- EXERCISE -
Collect each line in the records below that contains the word "basket". Count a match only when the case agrees.

========================================================================

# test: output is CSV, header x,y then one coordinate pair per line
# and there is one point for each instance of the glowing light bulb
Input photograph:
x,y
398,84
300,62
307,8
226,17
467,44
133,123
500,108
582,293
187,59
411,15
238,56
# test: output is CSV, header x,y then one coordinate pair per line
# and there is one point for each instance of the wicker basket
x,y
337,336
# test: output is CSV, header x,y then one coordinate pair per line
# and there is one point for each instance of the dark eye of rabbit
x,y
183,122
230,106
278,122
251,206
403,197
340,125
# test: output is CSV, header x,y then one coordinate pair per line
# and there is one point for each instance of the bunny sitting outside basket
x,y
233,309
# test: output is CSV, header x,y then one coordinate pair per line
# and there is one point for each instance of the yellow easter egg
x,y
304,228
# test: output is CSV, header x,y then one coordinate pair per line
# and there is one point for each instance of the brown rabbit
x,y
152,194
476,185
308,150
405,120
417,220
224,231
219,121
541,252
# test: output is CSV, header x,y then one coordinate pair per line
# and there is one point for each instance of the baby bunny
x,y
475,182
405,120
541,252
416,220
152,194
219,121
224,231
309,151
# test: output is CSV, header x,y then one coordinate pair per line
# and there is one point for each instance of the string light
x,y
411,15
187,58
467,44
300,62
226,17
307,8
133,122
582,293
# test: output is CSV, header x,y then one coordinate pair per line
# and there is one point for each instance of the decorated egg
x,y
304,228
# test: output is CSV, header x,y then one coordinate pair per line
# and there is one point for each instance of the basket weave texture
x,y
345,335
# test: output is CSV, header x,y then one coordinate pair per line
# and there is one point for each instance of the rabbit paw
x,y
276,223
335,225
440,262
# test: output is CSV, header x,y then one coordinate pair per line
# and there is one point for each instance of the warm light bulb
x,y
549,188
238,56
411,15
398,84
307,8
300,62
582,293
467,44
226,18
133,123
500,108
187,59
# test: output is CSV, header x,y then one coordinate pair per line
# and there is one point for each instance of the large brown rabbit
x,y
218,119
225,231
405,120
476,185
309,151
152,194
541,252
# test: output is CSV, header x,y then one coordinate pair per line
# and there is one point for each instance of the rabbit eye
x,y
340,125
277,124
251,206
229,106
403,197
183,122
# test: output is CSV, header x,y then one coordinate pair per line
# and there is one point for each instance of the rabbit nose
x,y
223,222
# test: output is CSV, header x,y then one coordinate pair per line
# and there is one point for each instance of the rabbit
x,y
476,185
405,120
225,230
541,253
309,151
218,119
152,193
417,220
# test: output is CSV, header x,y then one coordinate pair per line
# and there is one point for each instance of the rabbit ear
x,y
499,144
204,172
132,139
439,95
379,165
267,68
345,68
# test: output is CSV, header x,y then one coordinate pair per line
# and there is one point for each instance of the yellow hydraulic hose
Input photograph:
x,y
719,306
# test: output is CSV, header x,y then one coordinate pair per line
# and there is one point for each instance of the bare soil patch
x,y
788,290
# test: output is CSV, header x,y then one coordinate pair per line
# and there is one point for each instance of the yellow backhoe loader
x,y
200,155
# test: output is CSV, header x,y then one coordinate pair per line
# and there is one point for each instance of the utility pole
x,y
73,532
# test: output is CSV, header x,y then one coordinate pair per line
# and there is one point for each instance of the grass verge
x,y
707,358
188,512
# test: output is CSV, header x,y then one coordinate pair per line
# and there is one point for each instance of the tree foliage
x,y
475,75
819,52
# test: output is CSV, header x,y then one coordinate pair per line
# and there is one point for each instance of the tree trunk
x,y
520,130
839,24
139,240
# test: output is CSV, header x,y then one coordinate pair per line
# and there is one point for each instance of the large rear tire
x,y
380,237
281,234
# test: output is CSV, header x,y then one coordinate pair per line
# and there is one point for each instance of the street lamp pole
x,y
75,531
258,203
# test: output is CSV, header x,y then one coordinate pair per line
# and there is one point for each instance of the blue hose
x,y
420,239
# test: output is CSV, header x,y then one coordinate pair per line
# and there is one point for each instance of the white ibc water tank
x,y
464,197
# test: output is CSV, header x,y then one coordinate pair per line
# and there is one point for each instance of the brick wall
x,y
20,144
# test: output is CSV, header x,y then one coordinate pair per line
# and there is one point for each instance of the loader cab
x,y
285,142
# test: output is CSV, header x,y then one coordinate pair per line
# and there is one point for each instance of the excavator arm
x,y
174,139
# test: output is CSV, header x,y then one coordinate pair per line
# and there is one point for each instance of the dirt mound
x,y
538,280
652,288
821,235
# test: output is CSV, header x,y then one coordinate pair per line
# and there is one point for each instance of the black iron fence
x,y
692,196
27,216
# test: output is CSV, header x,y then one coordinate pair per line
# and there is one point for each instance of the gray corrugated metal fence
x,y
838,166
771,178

========================================================================

- FINAL RESULT -
# and there is one point for each instance of the wicker basket
# and there is one point for each instance of the bunny sitting outside basket
# and there is one point for each instance of the basket weave texture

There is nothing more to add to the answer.